*** Begin section ***

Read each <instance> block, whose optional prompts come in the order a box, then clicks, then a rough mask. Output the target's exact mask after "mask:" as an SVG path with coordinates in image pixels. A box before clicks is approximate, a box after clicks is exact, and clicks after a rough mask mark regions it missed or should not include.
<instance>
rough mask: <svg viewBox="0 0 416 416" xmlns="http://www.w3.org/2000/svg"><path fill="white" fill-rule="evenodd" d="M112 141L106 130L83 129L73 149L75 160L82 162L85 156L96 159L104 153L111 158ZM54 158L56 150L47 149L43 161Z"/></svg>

*** End section ***
*** Begin section ***

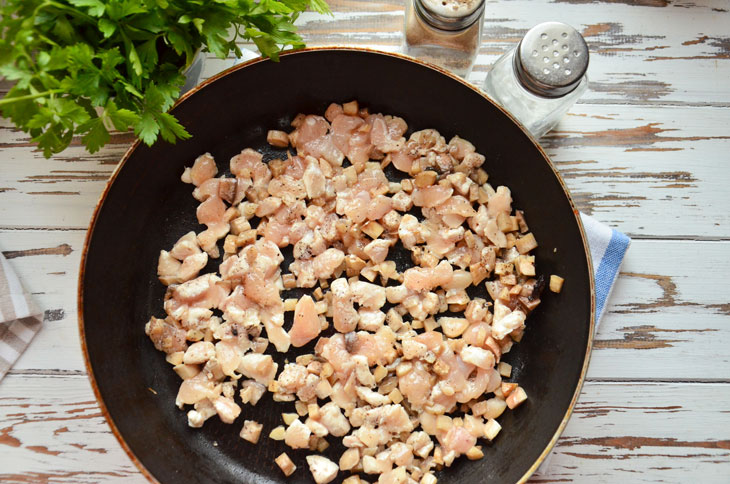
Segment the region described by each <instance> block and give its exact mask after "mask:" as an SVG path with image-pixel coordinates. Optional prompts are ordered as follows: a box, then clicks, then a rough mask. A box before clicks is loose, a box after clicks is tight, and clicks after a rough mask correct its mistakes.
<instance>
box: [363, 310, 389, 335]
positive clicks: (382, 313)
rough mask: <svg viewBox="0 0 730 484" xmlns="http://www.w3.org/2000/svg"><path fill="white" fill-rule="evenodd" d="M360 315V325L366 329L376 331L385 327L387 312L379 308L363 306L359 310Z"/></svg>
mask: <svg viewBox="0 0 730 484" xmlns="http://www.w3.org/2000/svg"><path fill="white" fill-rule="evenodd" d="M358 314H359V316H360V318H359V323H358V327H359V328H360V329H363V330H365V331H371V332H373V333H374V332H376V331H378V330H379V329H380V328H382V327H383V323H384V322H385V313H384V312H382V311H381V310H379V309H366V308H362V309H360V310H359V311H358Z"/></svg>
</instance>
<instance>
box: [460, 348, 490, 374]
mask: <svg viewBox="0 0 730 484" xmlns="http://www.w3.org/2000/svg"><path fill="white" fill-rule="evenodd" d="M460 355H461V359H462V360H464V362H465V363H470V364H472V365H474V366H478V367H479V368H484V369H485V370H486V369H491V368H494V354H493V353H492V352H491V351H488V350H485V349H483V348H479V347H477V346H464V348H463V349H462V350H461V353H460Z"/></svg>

*** End section ***
*** Begin section ***

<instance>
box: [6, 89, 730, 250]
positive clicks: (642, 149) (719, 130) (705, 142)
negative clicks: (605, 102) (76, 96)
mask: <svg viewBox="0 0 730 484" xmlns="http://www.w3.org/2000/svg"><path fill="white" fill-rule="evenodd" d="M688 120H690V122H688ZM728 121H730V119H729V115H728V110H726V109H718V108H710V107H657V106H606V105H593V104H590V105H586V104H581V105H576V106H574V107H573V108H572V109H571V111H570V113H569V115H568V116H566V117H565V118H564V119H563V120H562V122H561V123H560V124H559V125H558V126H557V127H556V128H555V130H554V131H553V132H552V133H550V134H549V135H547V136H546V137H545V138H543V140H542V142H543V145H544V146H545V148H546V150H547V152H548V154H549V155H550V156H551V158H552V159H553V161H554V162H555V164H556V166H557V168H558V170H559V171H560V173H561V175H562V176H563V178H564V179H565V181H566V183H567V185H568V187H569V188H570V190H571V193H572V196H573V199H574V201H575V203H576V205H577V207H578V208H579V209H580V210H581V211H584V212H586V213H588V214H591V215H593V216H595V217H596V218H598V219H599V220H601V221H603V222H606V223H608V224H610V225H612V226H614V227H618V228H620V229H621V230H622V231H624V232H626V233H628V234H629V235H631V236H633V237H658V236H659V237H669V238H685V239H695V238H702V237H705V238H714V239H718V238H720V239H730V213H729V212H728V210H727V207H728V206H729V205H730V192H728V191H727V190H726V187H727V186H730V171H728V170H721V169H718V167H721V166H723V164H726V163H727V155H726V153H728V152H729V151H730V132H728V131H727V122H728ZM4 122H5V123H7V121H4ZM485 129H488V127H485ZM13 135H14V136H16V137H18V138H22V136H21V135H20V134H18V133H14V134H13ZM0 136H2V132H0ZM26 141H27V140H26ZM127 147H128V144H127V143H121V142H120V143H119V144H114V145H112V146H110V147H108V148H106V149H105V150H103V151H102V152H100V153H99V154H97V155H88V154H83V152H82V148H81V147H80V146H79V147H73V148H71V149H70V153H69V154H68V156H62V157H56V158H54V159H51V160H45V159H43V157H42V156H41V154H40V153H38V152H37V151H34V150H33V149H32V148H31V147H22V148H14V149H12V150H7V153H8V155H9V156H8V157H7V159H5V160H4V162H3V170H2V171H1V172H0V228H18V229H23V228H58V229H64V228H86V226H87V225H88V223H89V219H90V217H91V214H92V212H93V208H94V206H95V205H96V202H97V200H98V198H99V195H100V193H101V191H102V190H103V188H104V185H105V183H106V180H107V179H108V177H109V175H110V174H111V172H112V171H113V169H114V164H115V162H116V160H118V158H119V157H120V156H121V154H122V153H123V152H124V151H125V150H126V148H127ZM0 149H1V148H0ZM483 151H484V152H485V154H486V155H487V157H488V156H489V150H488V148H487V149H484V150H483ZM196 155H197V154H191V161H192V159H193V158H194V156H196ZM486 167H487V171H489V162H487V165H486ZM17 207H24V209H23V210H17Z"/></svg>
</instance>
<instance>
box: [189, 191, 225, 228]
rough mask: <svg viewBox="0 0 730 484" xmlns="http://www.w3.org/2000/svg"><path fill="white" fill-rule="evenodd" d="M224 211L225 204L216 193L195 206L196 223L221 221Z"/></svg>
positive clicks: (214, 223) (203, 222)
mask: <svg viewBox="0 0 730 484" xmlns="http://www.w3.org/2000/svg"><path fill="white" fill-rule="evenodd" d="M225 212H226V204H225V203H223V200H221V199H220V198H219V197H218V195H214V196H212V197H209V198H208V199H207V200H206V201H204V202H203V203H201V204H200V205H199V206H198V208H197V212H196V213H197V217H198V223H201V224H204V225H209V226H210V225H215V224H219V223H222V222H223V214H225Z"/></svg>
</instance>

*** End section ***

-- DIRECTIONS FOR THIS TASK --
Pick out each line of the data above that contains the string "positive" and copy those lines in full.

-- EXERCISE OUTPUT --
positive clicks: (382, 313)
positive clicks: (642, 149) (719, 130) (705, 142)
positive clicks: (214, 223) (203, 222)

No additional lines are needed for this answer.